(INFORMATION GIVEN)

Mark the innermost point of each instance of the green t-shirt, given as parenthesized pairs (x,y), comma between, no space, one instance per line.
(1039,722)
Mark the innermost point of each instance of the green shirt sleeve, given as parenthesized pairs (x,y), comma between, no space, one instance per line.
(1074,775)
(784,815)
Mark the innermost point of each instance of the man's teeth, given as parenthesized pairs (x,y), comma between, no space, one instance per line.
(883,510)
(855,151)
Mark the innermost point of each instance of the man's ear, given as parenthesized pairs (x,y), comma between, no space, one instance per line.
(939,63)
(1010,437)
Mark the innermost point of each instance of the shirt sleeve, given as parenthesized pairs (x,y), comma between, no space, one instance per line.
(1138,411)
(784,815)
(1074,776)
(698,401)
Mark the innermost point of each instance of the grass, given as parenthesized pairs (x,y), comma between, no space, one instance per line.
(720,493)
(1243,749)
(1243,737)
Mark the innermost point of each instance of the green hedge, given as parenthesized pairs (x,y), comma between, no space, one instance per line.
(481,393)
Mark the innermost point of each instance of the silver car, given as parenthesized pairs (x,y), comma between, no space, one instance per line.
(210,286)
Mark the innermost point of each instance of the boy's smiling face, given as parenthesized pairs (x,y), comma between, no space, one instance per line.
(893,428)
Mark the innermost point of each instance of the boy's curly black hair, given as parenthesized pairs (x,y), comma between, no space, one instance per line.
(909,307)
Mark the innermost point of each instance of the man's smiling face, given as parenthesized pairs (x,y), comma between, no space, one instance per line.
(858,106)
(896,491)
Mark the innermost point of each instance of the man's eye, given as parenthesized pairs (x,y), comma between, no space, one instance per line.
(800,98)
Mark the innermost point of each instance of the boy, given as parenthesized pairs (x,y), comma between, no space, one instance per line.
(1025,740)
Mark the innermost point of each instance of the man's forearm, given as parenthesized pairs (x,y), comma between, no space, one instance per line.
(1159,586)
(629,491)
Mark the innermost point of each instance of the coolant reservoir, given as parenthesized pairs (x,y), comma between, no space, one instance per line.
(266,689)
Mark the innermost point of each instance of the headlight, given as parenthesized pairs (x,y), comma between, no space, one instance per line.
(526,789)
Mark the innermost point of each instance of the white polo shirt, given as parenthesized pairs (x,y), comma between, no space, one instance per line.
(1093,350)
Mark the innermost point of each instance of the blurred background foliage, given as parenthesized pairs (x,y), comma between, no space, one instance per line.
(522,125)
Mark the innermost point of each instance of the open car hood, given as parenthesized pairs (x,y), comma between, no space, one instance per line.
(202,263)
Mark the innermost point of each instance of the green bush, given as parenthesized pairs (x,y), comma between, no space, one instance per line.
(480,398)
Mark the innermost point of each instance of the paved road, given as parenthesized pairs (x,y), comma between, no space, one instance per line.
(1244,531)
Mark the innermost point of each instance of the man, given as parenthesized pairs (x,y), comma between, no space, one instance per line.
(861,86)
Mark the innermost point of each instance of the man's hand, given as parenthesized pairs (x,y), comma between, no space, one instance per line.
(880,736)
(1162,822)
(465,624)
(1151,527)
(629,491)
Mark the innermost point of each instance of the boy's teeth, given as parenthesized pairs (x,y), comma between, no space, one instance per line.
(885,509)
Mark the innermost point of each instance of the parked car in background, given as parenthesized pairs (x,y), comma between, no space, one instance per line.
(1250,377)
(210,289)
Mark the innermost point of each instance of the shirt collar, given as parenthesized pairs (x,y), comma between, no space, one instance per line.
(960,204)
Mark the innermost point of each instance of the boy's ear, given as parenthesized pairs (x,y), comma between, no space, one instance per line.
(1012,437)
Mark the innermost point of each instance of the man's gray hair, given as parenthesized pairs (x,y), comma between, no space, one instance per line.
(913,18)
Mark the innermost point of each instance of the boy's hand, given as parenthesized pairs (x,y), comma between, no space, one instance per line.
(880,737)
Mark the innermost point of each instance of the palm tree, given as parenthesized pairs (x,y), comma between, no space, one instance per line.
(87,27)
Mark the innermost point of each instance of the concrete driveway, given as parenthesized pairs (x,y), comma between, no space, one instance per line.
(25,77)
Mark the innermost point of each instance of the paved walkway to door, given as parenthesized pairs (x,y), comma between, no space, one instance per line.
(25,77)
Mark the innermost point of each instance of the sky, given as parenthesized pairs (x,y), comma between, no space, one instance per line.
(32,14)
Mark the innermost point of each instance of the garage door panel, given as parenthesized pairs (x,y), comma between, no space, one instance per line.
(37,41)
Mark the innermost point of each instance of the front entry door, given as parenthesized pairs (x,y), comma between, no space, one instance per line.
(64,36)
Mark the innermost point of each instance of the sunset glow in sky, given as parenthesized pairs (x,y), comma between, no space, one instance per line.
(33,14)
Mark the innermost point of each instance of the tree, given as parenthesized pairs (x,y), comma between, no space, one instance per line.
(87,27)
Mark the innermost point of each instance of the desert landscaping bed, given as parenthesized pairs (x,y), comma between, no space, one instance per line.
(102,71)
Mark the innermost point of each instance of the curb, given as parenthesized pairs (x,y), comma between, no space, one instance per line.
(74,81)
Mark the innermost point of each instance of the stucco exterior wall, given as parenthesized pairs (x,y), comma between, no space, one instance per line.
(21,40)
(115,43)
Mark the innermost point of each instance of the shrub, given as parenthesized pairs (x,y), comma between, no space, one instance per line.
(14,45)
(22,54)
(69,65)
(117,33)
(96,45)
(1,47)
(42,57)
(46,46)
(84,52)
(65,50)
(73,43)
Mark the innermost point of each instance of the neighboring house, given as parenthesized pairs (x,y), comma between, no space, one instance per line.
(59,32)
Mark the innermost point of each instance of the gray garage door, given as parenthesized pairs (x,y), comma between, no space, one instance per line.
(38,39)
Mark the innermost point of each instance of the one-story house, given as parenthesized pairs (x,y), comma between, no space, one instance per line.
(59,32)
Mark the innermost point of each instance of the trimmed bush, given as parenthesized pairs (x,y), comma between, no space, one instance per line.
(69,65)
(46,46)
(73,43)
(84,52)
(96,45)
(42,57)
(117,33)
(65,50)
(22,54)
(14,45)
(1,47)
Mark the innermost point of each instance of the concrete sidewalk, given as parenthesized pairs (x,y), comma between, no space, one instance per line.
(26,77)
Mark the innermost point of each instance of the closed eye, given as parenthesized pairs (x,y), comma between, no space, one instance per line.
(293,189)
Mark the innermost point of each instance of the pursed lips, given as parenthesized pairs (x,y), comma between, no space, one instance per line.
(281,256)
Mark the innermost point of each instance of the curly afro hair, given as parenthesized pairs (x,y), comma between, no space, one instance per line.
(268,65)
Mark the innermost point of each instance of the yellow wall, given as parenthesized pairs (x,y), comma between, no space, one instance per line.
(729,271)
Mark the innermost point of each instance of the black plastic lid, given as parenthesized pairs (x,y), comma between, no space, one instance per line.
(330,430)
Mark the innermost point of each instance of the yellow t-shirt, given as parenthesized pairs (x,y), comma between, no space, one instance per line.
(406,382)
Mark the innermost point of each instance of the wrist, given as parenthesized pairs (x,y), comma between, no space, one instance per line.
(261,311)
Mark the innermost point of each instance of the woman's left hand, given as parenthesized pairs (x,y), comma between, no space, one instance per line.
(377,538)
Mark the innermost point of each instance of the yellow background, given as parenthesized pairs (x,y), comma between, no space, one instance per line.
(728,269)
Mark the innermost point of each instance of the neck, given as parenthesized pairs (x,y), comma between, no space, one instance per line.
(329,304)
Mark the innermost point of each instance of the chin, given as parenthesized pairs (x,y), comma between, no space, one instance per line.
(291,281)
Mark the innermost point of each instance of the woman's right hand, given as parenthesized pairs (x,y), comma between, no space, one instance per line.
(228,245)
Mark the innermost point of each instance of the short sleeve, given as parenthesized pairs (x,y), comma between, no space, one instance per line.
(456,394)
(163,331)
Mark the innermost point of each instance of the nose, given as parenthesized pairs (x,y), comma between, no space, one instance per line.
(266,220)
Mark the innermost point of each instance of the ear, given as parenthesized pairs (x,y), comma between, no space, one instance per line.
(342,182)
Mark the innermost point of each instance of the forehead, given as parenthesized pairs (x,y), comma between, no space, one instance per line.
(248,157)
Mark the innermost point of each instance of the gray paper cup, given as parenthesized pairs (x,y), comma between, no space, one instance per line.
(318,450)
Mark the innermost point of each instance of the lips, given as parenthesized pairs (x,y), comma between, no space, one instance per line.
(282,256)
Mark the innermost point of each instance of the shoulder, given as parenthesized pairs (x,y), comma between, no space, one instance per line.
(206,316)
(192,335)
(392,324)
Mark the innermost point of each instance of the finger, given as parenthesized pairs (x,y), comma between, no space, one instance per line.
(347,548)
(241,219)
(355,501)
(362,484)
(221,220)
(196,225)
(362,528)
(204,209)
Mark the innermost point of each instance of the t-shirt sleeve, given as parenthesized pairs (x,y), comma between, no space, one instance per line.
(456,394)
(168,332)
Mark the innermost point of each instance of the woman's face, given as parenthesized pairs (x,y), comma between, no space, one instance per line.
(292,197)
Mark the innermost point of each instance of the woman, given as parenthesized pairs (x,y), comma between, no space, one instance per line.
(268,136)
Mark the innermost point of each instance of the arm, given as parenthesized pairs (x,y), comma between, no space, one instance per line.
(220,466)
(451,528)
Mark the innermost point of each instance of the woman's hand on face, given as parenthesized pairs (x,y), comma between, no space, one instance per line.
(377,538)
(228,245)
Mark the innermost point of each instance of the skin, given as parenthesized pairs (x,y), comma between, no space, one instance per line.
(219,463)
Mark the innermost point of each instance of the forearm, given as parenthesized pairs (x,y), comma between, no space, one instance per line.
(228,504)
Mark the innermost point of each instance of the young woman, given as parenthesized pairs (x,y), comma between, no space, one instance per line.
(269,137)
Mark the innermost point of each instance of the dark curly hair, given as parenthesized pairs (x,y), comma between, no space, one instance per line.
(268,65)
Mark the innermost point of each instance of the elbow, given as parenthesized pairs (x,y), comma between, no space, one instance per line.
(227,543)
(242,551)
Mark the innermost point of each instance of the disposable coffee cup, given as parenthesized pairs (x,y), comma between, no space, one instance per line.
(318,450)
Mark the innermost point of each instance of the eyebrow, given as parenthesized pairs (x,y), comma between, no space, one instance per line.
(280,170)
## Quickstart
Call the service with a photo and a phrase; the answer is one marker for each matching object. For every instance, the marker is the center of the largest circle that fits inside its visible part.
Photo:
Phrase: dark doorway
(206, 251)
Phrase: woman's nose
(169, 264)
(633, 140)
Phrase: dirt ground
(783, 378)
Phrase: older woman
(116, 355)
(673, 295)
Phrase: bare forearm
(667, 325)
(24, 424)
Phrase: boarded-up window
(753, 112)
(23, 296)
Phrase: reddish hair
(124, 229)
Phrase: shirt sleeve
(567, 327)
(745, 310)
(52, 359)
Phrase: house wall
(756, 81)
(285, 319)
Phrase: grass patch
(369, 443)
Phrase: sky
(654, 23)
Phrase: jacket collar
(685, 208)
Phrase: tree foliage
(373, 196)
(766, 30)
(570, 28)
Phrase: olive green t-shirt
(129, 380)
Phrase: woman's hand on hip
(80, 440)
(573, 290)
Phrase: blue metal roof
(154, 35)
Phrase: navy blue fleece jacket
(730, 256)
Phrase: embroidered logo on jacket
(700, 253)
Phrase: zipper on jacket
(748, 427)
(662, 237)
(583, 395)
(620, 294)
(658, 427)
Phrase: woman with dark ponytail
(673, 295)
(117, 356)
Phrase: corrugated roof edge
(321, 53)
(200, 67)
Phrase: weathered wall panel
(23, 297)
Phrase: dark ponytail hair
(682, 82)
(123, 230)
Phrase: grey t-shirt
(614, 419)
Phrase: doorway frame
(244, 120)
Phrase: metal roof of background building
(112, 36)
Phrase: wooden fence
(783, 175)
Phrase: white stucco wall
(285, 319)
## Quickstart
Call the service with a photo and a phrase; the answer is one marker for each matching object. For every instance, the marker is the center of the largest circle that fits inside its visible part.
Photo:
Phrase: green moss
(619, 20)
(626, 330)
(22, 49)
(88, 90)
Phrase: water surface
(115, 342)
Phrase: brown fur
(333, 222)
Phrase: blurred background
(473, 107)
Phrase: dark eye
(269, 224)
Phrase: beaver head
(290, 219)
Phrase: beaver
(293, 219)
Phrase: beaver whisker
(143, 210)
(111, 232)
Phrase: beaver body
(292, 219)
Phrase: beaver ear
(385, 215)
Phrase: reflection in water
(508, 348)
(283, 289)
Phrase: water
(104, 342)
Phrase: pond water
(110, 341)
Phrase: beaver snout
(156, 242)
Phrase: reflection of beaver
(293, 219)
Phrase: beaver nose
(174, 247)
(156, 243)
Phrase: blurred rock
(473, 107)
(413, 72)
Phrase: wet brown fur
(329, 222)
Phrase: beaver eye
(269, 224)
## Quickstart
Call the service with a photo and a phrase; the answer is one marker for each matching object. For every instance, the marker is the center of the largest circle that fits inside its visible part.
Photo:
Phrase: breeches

(End INFORMATION GIVEN)

TASK ITEM
Output only the lines from the one that contains "Phrase: reflection of beaver" through the final line of the records, exactly as given.

SOLUTION TO THE EXERCISE
Phrase: reflection of beaver
(293, 219)
Phrase: beaver nose
(174, 247)
(156, 243)
Phrase: blurred rock
(473, 107)
(413, 72)
Phrase: wet brown fur
(329, 222)
Phrase: beaver eye
(269, 224)
## Quickstart
Call the service with a photo and a phrase; the answer is one marker for each matching object. For every instance, the marker is the center of the largest circle that fits inside its visible part.
Photo:
Phrase: breeches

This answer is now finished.